Written request 1: List the required callbacks that the Nasty architecture document says every language implementation must follow.

Extracted text:
__________

Nasty Architecture

This document describes the architecture of Nasty, a language-agnostic NLP library for Elixir that treats natural language with the same rigor as programming languages.

Design Philosophy

Nasty is built on three core principles:

Grammar-First: Treat natural language as a formal grammar with an Abstract Syntax Tree (AST), similar to how compilers handle programming languages
Language-Agnostic: Use behaviours to define a common interface, allowing multiple natural languages to coexist
Pure Elixir: No external NLP dependencies; built entirely in Elixir using NimbleParsec and functional programming patterns

System Architecture

High-Level Overview

flowchart TD
    API["Public API (Nasty)<br/>parse/2, render/2, summarize/2, to_code/2, explain_code/2"]
    Registry["Language Registry<br/>Manages language implementations & auto-detection"]
    English["Nasty.Language.English<br/>(Full implementation)"]
    Other["Nasty.Language.Spanish/Catalan<br/>(Future)"]
    Pipeline["NLP Pipeline<br/>Tokenization → POS Tagging → Parsing → Semantic Analysis"]
    AST["AST Structures<br/>Document → Paragraph → Sentence → Clause → Phrases → Token"]
    Translation["Translation System"]
    Operations["AST Operations<br/>Query, Validation, Transform, Traversal"]
    
    API --> Registry
    Registry --> English
    Registry --> Other
    English --> Pipeline
    Pipeline --> AST
    AST --> Translation
    AST --> Operations

Core Components

1. Language Behaviour System

The Nasty.Language.Behaviour defines the interface that all language implementations must follow:

Required Callbacks

@callback language_code() :: atom()
@callback tokenize(String.t(), options()) :: {:ok, [Token.t()]} | {:error, term()}
@callback tag_pos([Token.t()], options()) :: {:ok, [Token.t()]} | {:error, term()}
@callback parse([Token.t()], options()) :: {:ok, Document.t()} | {:error, term()}
@callback render(struct(), options()) :: {:ok, String.t()} | {:error, term()}

Optional Callbacks

@callback metadata() :: map()

__________

Written request 2: Please repeat the records starting at the line that contains "the ship antenna." and ending at the end of the records, substituting "radio mast" for "ship antenna" and leaving everything else unchanged.

Coordinate labeling data
__________

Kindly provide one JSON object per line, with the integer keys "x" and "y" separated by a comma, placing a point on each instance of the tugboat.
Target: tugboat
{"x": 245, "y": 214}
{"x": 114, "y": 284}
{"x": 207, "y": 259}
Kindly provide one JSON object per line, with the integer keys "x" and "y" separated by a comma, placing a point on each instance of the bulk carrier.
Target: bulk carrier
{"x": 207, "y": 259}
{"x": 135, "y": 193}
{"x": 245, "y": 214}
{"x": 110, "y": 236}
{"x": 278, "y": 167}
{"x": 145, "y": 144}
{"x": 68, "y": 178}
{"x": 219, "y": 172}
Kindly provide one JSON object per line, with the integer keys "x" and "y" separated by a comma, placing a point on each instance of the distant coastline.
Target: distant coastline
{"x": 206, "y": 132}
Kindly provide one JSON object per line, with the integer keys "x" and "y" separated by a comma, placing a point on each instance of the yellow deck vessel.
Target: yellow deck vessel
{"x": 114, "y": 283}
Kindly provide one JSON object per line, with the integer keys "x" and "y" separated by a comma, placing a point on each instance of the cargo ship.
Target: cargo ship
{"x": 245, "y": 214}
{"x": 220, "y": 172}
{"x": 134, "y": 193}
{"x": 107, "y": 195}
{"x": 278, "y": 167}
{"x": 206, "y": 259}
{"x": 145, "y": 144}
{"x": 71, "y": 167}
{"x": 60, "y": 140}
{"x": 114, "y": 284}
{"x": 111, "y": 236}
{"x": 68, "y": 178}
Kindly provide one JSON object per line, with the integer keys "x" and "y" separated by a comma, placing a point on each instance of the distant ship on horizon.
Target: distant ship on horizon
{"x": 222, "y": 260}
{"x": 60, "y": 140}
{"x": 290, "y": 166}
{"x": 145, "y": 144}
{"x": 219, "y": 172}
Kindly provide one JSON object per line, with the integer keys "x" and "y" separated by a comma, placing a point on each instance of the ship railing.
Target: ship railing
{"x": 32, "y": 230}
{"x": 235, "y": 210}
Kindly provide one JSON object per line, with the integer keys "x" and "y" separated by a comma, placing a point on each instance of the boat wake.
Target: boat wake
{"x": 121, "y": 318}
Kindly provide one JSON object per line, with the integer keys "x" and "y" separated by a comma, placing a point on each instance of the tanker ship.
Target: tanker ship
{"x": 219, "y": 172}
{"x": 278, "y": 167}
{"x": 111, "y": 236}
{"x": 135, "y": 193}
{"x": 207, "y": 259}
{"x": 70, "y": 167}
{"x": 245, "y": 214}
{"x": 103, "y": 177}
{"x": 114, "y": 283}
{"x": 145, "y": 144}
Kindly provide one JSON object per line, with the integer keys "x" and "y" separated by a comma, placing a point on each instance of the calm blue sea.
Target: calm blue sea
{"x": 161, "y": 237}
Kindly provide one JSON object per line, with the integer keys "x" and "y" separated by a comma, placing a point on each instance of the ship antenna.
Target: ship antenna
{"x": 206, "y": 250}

__________

Correct output 1:
language_code
tokenize
tag_pos
parse
render

Correct output 2:
Kindly provide one JSON object per line, with the integer keys "x" and "y" separated by a comma, placing a point on each instance of the radio mast.
Target: radio mast
{"x": 206, "y": 250}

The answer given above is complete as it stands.